Князь и прежде много думал о смерти. Он боялся не физических страданий, не того, что ему придётся умереть. Смерть ходила близко; она подстерегала повсюду, и прежде всего на войне, а воевали в те времена часто. («Дивно ли, если муж погиб на войне? Так умирали лучшие в роду нашем!» — восклицал когда-то дед Ростислава Владимир Мономах — причём восклицал, обращаясь к убийце собственного сына.) Нет, Ростислав боялся не за тело, но за душу — бессмертную душу, которой придётся держать ответ на Страшном суде за всё, что совершил князь при жизни. Он не раз помышлял о том, чтобы принять пострижение и закончить свою жизнь иноком, и даже спрашивал позволения на это у своего духовника попа Семьюна (Симеона), но тот не благословил его. Ростислав разговаривал об этом и с печерским игуменом Поликарпом, которого весьма почитал. В субботы и воскресенья Великого поста, а также и в другие дни князь, по обычаю, призывал к себе игумена и печерских старцев и угощал их, а с игуменом беседовал «о пользе душевной». Однажды он попросил Поликарпа поставить для него «добрую келью» в Печерском монастыре: князь боялся «напрасной» смерти, то есть смерти без покаяния. Поликарп же отвечал ему, растолковывая суть и предназначение княжеской власти, как он сам понимал их:
— Вам Бог тако велел быти: правду деяти на сем свете, в правду суд судити и в крестном целовании стояти.
(«…И земли Русской блюсти», — добавит позднее один из переписчиков летописи {240}.)
Да, и в самом деле тяжек был труд князей, тяжек был их подвиг, сравнимый с подвигом людей духовных, молившихся за них.
Но Ростислав и сам понимал это, а потому отвечал игумену с жаром:
— Отче, княжение и мир не могут без греха быти!

> [Задания]:
a) Перескажите отрывок о князе Ростиславе в двух предложениях.
b) Какой смерти, согласно отрывку, боялся Ростислав, когда просил Поликарпа поставить для него келью в Печерском монастыре?
c) Перепишите из отрывка текст от слов «Да, и в самом» до слов «без греха быти!» включительно.

> [Строки данных]:
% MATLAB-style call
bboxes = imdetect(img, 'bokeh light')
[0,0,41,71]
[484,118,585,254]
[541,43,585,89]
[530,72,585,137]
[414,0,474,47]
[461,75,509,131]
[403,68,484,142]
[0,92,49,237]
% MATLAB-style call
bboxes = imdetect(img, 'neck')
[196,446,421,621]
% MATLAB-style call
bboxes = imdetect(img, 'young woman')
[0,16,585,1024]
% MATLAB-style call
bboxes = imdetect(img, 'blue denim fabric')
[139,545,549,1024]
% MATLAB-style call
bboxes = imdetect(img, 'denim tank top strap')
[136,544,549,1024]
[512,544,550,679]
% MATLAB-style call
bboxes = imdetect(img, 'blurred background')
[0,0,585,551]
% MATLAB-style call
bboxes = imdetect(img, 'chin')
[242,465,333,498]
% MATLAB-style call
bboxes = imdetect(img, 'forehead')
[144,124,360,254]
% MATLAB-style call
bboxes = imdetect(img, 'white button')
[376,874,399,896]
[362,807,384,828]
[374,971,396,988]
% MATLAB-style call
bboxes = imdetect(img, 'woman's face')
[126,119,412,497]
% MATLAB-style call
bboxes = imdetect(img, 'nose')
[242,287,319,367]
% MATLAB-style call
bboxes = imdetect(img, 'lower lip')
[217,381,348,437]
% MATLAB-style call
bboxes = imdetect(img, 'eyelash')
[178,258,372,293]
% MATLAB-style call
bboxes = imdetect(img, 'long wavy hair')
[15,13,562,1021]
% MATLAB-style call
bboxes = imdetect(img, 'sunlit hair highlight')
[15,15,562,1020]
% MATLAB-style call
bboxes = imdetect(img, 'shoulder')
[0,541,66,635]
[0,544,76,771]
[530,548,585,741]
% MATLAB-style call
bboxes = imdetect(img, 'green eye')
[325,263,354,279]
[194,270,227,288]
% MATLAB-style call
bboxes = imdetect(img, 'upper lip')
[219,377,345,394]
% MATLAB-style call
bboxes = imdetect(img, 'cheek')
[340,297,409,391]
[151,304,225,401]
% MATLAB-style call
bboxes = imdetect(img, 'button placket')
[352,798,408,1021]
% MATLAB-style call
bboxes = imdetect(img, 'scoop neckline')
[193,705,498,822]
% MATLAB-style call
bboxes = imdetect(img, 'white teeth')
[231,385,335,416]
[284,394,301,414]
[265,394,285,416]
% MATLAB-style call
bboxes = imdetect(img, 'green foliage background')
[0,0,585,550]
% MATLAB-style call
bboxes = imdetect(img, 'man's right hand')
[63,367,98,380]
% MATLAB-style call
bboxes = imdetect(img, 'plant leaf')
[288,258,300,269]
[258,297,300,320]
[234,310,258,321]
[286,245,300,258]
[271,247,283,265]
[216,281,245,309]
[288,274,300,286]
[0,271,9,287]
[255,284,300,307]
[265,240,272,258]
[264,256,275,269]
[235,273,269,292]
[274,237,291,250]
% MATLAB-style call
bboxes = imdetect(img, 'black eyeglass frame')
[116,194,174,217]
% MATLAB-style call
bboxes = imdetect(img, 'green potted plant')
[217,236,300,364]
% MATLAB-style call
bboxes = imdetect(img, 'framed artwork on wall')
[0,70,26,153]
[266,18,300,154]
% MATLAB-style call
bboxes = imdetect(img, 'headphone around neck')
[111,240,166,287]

> [Ответы к заданиям]:
a) Князь Ростислав боялся не физических страданий, а ответа своей бессмертной души на Страшном суде, и помышлял о пострижении, но его духовник поп Семьюн не благословил его. Когда князь попросил печерского игумена Поликарпа поставить ему келью в монастыре, тот ответил, что Бог велел князьям творить правду и судить по правде, а Ростислав возразил, что княжение и мир не могут быть без греха.

b) «Напрасной» смерти, то есть смерти без покаяния.

c)
Да, и в самом деле тяжек был труд князей, тяжек был их подвиг, сравнимый с подвигом людей духовных, молившихся за них.
Но Ростислав и сам понимал это, а потому отвечал игумену с жаром:
— Отче, княжение и мир не могут без греха быти!